- Goal of the exercise -
Please repeat the passage of the dietary fat article from "This is typical" to "adopt their position." word for word.

Only now are we able to learn the full truth.
Prof. Ramsden finds much the same is true for other studies that used randomized controlled trials (the gold standard of medical proof). There is zero evidence that vegetable oils can prevent heart disease and only a small hint that cutting out all fats from the diet can help — albeit bringing other risks.
This is just the latest of many strikes against the butter bashers and cream critics.
The whole theory that saturated fats from animals cause heart disease by upping cholesterol is as full of holes as a Swiss cheese.
It always has been, we can now see. Right from the start, in the 1950s, those laying the blame on diet for the epidemic of heart disease got it wrong.
The scientist who championed the fat theory, Ancel Keys, was a political bully who ostracized and silenced his critics, while basing his argument on a flawed study of seven selected countries, which left out countries such as France that inconveniently had high-fat diets and low levels of heart disease.
Even then, his results only produced a weak correlation.
Journalist Nina Teicholz, in her book The Big Fat Surprise, documents how the anti-fat fanatics reviewed each other’s papers, funded each other’s projects and drove the doubters out of dietary science.
The vegetable oil industry poured money into the American Heart Association, which became a powerful lobby for the message that saturated fats were bad. The American government first issued low-fat diet guidelines in 1978 and Britain soon followed suit.
Heart disease has declined but that’s largely because of the decline in smoking. Meanwhile, obesity and diabetes increased, largely because we switched to eating more carbohydrates, especially sugar, which make us hungrier.
Lately, scientists are performing a screeching U-turn on dietary advice, away from demonizing fats and towards demonizing carbohydrates. In the case of obesity, they cannot quite bring themselves to admit it. They want to tell us not to eat sugars, yet they won’t exonerate fat.
This is typical in science. When paradigms break, you rarely hear scientists say: “We were wrong.” They tiptoe away from their previous position, while politicking and jealousy keeps heretic researchers off the key committees.
This is overtly true in the world of dietary science, where Teicholz and diet critic Gary Taubes are still treated as pariahs, even as more and more scientists quietly adopt their position.
This month, Teicholz was disinvited at the insistence of fellow speakers from a slot speaking at America’s National Food Policy conference. They don’t want her argument heard that too many scientific findings are being systematically ignored in the US Dietary Guidelines, which still recommend replacing fat with carbohydrates.
In the science behind food advice it is mad simply to put both sugar and fat in the “bad” category. The shelves of supermarkets are still groaning with low-fat foods; the websites of diet preachers are still calling for people to eat less saturated fat as well as less sugar. Fast food, so hated by the kale-and-quinoa crowd, is often described as full of “fat and sugar.”
Yet the science is now crystal clear that eating lots of fat is actually less likely to make you fat than eating lots of carbohydrates. There is a good physiological reason for this.
The pancreas reacts to high levels of glucose in the blood by secreting more insulin to regulate the blood glucose level. Insulin encourages the body to burn sugar rather than fat for energy. But insulin also orders fat cells to accumulate fat (made from sugar in the liver) for later use. So the more sugar you eat, the more fat gets laid down and the less gets burnt off.
So the anti-fat message remains entrenched. The World Health Organization still tells us to “shift fat consumption away from saturated fats to unsaturated fats.” In New York, Nina reports that children are not even allowed to bring full-fat milk to school.
The American Heart Association still insists on claiming that “eating foods containing saturated fats…(will) increase your risk of heart disease and stroke.”
The AMA is wrong. It has been paid by the vegetable oil industry for decades to say this. Eat butter if you want to. Just lay off the carbs.

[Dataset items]
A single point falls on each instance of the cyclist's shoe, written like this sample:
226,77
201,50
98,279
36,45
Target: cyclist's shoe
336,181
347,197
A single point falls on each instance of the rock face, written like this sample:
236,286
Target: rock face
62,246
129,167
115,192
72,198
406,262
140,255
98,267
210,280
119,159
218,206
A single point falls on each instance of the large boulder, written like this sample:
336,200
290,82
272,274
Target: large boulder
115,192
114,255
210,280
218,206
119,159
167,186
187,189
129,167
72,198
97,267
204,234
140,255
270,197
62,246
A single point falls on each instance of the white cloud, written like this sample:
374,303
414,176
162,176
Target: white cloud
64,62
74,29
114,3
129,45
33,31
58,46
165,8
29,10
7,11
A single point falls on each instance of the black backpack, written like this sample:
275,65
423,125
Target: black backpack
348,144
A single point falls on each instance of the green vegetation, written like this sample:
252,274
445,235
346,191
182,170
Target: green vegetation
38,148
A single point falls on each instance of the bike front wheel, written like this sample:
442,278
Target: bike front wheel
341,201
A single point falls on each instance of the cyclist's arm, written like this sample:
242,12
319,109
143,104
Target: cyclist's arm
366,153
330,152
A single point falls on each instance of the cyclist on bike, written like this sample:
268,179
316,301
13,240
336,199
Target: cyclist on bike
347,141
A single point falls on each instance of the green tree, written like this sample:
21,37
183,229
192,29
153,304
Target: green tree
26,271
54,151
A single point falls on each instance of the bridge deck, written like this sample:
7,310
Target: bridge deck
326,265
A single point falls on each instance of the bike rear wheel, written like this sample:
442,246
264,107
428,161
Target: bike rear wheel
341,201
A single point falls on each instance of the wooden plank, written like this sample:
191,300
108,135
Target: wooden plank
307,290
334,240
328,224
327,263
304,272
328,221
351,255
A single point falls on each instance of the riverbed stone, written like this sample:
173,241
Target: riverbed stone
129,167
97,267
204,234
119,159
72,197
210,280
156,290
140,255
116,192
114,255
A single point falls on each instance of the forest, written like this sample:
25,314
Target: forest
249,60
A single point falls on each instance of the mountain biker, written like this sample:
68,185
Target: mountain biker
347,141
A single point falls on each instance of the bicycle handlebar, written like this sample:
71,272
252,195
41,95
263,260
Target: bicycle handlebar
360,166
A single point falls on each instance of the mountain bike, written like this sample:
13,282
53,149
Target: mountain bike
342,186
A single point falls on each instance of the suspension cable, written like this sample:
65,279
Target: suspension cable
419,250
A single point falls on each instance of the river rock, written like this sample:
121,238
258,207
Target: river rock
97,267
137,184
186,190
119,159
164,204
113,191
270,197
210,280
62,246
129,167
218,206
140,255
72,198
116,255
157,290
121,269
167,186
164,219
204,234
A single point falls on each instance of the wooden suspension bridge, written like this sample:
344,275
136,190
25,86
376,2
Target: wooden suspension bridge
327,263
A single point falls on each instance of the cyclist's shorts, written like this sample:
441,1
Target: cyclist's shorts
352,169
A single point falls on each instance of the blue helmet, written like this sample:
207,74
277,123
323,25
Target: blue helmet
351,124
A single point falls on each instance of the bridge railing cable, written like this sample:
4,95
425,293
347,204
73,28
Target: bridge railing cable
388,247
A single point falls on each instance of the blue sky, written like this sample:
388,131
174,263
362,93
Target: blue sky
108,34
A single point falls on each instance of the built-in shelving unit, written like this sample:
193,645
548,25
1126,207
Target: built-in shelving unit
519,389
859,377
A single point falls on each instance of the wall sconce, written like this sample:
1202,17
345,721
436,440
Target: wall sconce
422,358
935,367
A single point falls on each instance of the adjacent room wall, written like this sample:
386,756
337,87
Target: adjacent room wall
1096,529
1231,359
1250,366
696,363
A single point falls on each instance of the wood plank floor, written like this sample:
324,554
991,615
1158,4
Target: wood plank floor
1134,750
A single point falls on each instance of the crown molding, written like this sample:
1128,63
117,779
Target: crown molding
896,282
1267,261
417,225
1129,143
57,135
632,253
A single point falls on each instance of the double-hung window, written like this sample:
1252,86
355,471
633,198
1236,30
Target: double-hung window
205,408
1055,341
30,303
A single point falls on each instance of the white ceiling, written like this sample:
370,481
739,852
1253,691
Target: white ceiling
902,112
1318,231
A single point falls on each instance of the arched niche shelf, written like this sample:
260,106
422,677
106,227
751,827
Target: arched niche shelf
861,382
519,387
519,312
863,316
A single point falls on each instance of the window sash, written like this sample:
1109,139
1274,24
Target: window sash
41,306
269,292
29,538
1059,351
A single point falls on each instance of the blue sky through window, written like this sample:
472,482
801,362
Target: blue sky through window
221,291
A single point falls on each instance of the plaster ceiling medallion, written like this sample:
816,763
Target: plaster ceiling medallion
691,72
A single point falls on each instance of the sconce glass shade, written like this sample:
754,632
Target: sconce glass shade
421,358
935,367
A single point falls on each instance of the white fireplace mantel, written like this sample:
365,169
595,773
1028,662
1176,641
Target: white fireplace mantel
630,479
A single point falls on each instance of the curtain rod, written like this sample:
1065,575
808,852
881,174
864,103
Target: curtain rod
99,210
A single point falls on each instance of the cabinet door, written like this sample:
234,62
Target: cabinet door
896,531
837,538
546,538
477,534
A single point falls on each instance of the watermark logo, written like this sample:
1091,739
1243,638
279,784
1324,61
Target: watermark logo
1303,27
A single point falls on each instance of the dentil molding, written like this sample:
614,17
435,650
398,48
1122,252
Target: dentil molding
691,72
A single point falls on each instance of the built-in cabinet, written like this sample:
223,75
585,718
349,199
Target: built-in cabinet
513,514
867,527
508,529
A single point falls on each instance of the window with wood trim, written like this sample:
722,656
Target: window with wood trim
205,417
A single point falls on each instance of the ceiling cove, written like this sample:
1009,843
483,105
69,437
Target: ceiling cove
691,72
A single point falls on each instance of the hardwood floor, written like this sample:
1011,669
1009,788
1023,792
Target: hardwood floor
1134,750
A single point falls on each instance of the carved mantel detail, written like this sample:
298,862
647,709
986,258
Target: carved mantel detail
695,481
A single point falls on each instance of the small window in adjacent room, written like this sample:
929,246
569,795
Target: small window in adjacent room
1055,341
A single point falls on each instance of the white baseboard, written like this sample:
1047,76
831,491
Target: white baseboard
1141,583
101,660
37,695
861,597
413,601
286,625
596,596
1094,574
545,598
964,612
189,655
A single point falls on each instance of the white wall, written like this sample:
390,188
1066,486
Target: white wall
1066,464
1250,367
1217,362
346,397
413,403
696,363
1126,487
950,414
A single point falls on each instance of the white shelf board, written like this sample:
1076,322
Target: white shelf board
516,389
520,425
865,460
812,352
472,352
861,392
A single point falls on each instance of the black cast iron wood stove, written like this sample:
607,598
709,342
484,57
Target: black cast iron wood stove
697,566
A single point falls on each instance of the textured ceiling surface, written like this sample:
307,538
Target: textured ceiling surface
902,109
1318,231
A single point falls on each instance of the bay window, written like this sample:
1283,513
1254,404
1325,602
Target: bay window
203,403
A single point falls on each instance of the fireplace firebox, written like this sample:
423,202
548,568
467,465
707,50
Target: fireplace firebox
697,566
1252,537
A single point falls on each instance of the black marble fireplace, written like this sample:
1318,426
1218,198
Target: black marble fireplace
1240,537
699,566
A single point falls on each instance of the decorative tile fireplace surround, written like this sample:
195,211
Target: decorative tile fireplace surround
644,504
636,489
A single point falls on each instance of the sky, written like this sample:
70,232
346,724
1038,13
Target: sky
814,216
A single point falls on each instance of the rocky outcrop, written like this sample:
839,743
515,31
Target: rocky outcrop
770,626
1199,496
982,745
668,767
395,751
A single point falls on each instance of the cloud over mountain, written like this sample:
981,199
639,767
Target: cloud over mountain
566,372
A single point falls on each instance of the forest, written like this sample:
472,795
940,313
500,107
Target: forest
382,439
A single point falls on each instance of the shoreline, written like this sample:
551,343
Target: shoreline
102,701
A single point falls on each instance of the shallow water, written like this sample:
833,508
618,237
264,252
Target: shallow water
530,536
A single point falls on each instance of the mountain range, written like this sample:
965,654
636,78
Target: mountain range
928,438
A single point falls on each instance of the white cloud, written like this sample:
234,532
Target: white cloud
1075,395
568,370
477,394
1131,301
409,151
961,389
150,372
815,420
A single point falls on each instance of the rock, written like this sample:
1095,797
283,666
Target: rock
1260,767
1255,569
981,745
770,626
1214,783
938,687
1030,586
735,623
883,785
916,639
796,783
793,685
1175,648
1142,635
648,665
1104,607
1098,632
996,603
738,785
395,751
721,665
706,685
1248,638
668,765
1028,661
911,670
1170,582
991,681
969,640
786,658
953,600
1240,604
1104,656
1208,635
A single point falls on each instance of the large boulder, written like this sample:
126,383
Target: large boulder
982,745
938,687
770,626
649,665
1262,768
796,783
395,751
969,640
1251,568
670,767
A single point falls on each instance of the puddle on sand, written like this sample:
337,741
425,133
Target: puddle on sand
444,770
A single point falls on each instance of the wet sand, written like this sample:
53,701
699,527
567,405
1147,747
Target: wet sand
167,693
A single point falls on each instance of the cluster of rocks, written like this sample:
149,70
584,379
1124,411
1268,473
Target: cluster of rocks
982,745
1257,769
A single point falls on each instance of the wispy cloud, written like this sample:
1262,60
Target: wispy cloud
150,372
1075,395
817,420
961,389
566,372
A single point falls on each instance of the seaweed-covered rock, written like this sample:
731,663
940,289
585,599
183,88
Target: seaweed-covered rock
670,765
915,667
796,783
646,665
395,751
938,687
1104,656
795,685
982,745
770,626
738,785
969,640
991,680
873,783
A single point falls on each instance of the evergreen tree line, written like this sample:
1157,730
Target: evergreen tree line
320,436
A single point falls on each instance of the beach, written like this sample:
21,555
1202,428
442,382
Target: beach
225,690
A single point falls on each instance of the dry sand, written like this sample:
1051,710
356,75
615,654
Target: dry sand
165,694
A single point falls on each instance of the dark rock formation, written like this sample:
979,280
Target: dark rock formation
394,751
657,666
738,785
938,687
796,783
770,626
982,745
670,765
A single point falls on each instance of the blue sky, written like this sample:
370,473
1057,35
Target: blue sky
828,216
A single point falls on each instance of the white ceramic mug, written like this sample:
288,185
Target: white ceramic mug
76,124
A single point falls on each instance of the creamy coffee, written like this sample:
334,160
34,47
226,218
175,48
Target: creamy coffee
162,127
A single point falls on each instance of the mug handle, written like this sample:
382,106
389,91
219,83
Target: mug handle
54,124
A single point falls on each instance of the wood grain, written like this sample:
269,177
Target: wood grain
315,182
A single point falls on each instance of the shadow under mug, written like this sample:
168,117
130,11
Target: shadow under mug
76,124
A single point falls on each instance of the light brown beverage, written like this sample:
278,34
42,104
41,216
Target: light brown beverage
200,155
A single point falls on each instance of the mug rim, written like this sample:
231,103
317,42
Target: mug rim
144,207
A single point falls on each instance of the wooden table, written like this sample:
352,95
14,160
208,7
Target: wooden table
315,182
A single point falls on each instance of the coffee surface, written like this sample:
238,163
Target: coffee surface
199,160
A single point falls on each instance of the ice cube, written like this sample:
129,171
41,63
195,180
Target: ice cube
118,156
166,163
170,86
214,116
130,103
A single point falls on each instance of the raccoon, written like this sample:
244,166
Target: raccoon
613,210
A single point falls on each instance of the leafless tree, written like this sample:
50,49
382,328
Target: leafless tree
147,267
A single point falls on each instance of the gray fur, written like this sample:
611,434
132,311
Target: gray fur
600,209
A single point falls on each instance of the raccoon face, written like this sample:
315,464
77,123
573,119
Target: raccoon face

- Problem solution -
This is typical in science. When paradigms break, you rarely hear scientists say: “We were wrong.” They tiptoe away from their previous position, while politicking and jealousy keeps heretic researchers off the key committees.
This is overtly true in the world of dietary science, where Teicholz and diet critic Gary Taubes are still treated as pariahs, even as more and more scientists quietly adopt their position.